ТЕКСТ ДЛЯ РАЗБОРА:
-*-

В «Заметках…» мы находим также много тонких умозаключений о психологии литературного творчества, о неразрывности цепочки: писатель — издатель — критик — читатель. О чем бы ни размышлял Михаил Андреевич, очевидно: его богиня — нравственность. Так, в этюде «Представление читателю» он замечает, что литература не должна оскорблять наших благородных чувств. И приводит пример — рассказ И. Бунина «Солнечный удар», который, хотя и читается с увлечением, но это безумство человеческой плоти приводит к «печальному убеждению о господстве зла». Нужно ли это? — спрашивает писатель. — Хорошо ли это? Не поощряет ли это неудобных телесных предрасположений молодежи, вместо того, чтобы действовать благотворно и возвышающе? [1; 45]. Других мерок он не признает и русскую историю судит только с этой позиции.

Особый интерес вызывают страницы, посвященные книжной теме в творчестве русских классиков: И.С. Тургенева, Л.Н. Толстого, М.Ю. Лермонтова. С восторгом рассказывая, каким настоящим книголюбом был Пушкин, какими книгами интересовался, он его называет «перстом божественным отмеченный книгоед».

Поражает многообразие знании, энциклопедизм этого писателя. Интерес у него вызывают самые разные книги, не только «вечные», но и, казалось бы, пустяковые (о моде, танцах, маскарадах, этикете, рецептах). И все они представлены с присущим Осоргину изяществом, некоторые с изумительной, тонкой иронией, восхитителен осоргинский язык и стиль, поэтому чтение «Заметок…» доставляет огромное духовное и эстетическое наслаждение. Библиофильские этюды не только разнообразны по содержанию, но и совершенны по форме.

-*-

Выдержки из данных
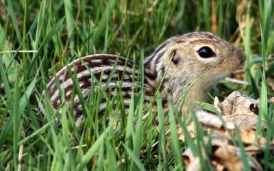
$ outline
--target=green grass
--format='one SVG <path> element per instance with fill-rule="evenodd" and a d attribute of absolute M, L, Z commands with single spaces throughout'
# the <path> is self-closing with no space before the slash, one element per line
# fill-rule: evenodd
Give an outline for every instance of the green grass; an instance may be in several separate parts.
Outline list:
<path fill-rule="evenodd" d="M 82 124 L 86 131 L 83 135 L 74 123 L 73 110 L 64 105 L 64 92 L 60 91 L 62 113 L 59 114 L 49 103 L 46 85 L 55 77 L 56 69 L 80 56 L 107 53 L 142 62 L 164 40 L 198 30 L 213 31 L 245 49 L 247 60 L 242 75 L 249 85 L 223 80 L 225 89 L 216 87 L 210 94 L 223 98 L 238 90 L 248 96 L 260 97 L 259 117 L 267 120 L 269 129 L 265 132 L 259 124 L 256 134 L 266 137 L 267 144 L 273 139 L 273 106 L 269 99 L 274 95 L 271 86 L 274 83 L 274 1 L 249 0 L 247 8 L 238 7 L 240 1 L 228 0 L 214 1 L 213 7 L 212 1 L 208 0 L 79 1 L 0 2 L 0 83 L 4 85 L 4 89 L 0 90 L 1 170 L 185 170 L 181 154 L 189 147 L 195 156 L 201 157 L 201 147 L 194 142 L 204 144 L 204 133 L 197 131 L 195 138 L 186 133 L 186 142 L 178 140 L 175 123 L 179 121 L 186 130 L 187 122 L 177 118 L 171 105 L 168 116 L 164 117 L 158 92 L 155 98 L 158 104 L 156 114 L 160 121 L 160 131 L 152 129 L 151 106 L 148 108 L 148 116 L 142 120 L 142 64 L 138 77 L 141 88 L 134 90 L 127 118 L 120 89 L 112 90 L 117 92 L 114 96 L 107 96 L 105 88 L 90 91 L 86 102 L 76 86 L 77 79 L 67 68 L 73 77 L 73 94 L 77 93 L 80 97 L 86 118 Z M 236 15 L 237 10 L 239 15 Z M 242 27 L 240 34 L 234 34 L 239 25 L 236 18 Z M 3 53 L 9 51 L 15 51 Z M 10 81 L 13 79 L 14 81 Z M 101 80 L 96 84 L 100 86 Z M 103 118 L 98 120 L 97 107 L 103 97 L 108 107 Z M 114 101 L 116 105 L 112 109 Z M 47 121 L 37 115 L 38 107 Z M 68 120 L 66 111 L 69 114 Z M 105 121 L 108 114 L 113 117 L 107 127 Z M 60 130 L 55 117 L 62 118 Z M 121 124 L 115 127 L 119 120 Z M 173 123 L 170 128 L 165 125 L 167 120 Z M 197 122 L 195 118 L 193 120 Z M 199 130 L 199 125 L 196 127 Z M 169 129 L 171 140 L 165 135 Z M 234 144 L 243 153 L 242 142 L 234 140 Z M 264 149 L 264 157 L 255 157 L 264 170 L 274 169 L 274 156 L 269 148 L 267 145 Z M 207 152 L 210 157 L 210 150 Z M 245 158 L 242 161 L 244 168 L 250 169 Z M 212 170 L 206 166 L 208 163 L 201 157 L 201 166 Z"/>

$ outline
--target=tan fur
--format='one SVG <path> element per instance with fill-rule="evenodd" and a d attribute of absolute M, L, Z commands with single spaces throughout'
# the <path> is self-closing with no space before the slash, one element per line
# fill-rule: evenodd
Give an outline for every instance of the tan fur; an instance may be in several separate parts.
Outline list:
<path fill-rule="evenodd" d="M 212 49 L 214 56 L 201 57 L 198 51 L 201 48 L 205 47 Z M 162 78 L 173 53 L 173 61 L 167 71 L 162 89 L 160 89 L 161 94 L 164 96 L 162 104 L 164 112 L 167 112 L 169 109 L 166 96 L 169 97 L 172 105 L 175 105 L 184 94 L 186 85 L 190 85 L 195 80 L 196 80 L 196 82 L 187 94 L 184 107 L 188 110 L 189 105 L 192 104 L 192 101 L 204 101 L 209 89 L 227 75 L 236 70 L 246 60 L 246 55 L 242 50 L 212 33 L 192 32 L 171 38 L 160 44 L 144 62 L 145 88 L 146 90 L 144 101 L 145 107 L 149 105 L 149 100 L 152 99 L 155 94 L 157 83 L 158 80 Z M 96 75 L 97 79 L 99 79 L 101 73 L 104 70 L 102 85 L 105 85 L 109 75 L 106 73 L 108 72 L 110 73 L 112 69 L 116 58 L 116 56 L 114 55 L 97 54 L 84 57 L 82 59 L 92 73 Z M 76 72 L 80 87 L 83 90 L 84 97 L 86 101 L 88 90 L 91 88 L 90 74 L 79 60 L 74 61 L 74 63 L 77 70 L 73 70 L 73 75 Z M 125 63 L 125 59 L 121 57 L 115 70 L 116 80 L 121 80 L 121 78 L 118 78 L 118 76 L 121 76 Z M 137 73 L 132 73 L 132 64 L 133 61 L 128 61 L 124 82 L 122 85 L 125 105 L 127 106 L 130 103 L 132 88 L 140 87 L 140 83 L 132 86 L 132 77 L 135 79 L 137 79 Z M 72 63 L 68 64 L 68 66 L 71 69 L 73 69 Z M 138 72 L 138 68 L 137 64 L 136 72 Z M 62 85 L 63 79 L 65 77 L 64 85 L 66 104 L 70 109 L 73 82 L 71 78 L 68 77 L 68 73 L 66 73 L 65 77 L 64 76 L 64 69 L 65 68 L 59 71 L 57 73 L 57 77 L 61 85 Z M 133 75 L 134 75 L 134 77 L 132 76 Z M 112 88 L 112 90 L 115 88 L 113 79 L 109 87 Z M 58 109 L 60 101 L 59 91 L 55 85 L 54 79 L 49 83 L 47 88 L 53 105 L 55 109 Z M 167 92 L 167 94 L 166 92 Z M 102 116 L 105 110 L 105 101 L 99 107 L 99 118 Z M 82 120 L 83 118 L 83 111 L 77 94 L 75 96 L 74 103 L 75 120 L 79 123 L 79 118 Z M 178 111 L 179 106 L 178 105 L 176 108 L 177 111 Z M 155 109 L 155 104 L 153 108 Z M 125 109 L 127 111 L 128 107 L 126 107 Z M 157 126 L 157 124 L 158 120 L 156 118 L 154 126 Z"/>

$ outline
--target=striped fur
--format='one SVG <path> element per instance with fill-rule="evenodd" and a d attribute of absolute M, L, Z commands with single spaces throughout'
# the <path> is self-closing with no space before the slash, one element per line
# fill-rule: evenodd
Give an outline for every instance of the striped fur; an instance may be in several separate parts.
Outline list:
<path fill-rule="evenodd" d="M 216 53 L 216 57 L 208 59 L 200 57 L 197 49 L 203 46 L 210 47 Z M 211 33 L 193 32 L 171 38 L 159 45 L 155 51 L 145 60 L 145 88 L 146 90 L 145 107 L 149 105 L 150 99 L 154 95 L 157 83 L 167 68 L 173 54 L 173 61 L 160 89 L 160 93 L 164 97 L 162 105 L 165 113 L 168 111 L 167 96 L 174 105 L 184 94 L 186 85 L 190 85 L 196 80 L 195 85 L 188 93 L 184 107 L 187 109 L 188 107 L 186 107 L 188 106 L 193 100 L 204 101 L 208 90 L 221 79 L 236 70 L 246 57 L 242 51 Z M 103 70 L 101 84 L 103 88 L 116 57 L 115 55 L 97 54 L 84 57 L 82 60 L 97 80 L 99 80 L 101 72 Z M 119 57 L 115 70 L 115 78 L 112 79 L 108 86 L 112 90 L 115 88 L 114 80 L 121 79 L 125 60 L 125 57 Z M 91 89 L 90 74 L 79 60 L 76 60 L 73 62 L 76 66 L 76 71 L 73 70 L 73 62 L 68 64 L 68 67 L 71 69 L 73 75 L 76 73 L 84 98 L 86 101 Z M 137 79 L 138 62 L 136 62 L 135 73 L 132 73 L 132 67 L 133 61 L 129 60 L 127 63 L 122 84 L 124 103 L 127 110 L 130 103 L 132 88 L 139 87 L 139 85 L 138 86 L 132 85 L 132 77 L 134 77 L 135 80 Z M 64 67 L 57 73 L 57 77 L 61 88 L 64 84 L 66 105 L 70 108 L 73 81 L 68 73 L 64 73 L 66 67 Z M 54 79 L 49 82 L 47 89 L 53 106 L 58 109 L 60 105 L 60 100 Z M 107 91 L 107 94 L 108 93 Z M 105 106 L 106 100 L 103 99 L 99 109 L 99 118 L 103 114 Z M 79 124 L 84 118 L 82 109 L 77 94 L 74 98 L 73 109 L 75 123 Z M 176 110 L 178 110 L 178 107 Z M 62 109 L 59 111 L 59 112 L 61 111 Z M 59 123 L 59 121 L 58 122 Z M 157 122 L 156 120 L 155 124 L 157 124 Z"/>

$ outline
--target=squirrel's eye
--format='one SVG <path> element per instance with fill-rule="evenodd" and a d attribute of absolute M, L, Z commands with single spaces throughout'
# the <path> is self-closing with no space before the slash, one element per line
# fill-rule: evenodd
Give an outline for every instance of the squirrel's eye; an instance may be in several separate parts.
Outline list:
<path fill-rule="evenodd" d="M 198 54 L 201 57 L 210 57 L 215 56 L 215 53 L 211 50 L 210 48 L 204 47 L 198 51 Z"/>

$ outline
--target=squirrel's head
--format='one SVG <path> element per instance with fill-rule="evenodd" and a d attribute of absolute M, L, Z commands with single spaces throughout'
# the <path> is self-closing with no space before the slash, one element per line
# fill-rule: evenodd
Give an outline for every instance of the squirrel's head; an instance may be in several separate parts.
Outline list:
<path fill-rule="evenodd" d="M 247 58 L 241 49 L 214 34 L 192 32 L 164 42 L 145 63 L 149 61 L 151 68 L 154 66 L 160 76 L 171 57 L 166 77 L 184 83 L 197 79 L 204 84 L 204 90 L 237 70 Z"/>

-*-

ЗАДАНИЕ: Перепишите без изменений отрывок из текста о «Заметках…» Осоргина от «Особый интерес вызывают» до «совершенны по форме.».

ОТВЕТ:
Особый интерес вызывают страницы, посвященные книжной теме в творчестве русских классиков: И.С. Тургенева, Л.Н. Толстого, М.Ю. Лермонтова. С восторгом рассказывая, каким настоящим книголюбом был Пушкин, какими книгами интересовался, он его называет «перстом божественным отмеченный книгоед».

Поражает многообразие знании, энциклопедизм этого писателя. Интерес у него вызывают самые разные книги, не только «вечные», но и, казалось бы, пустяковые (о моде, танцах, маскарадах, этикете, рецептах). И все они представлены с присущим Осоргину изяществом, некоторые с изумительной, тонкой иронией, восхитителен осоргинский язык и стиль, поэтому чтение «Заметок…» доставляет огромное духовное и эстетическое наслаждение. Библиофильские этюды не только разнообразны по содержанию, но и совершенны по форме.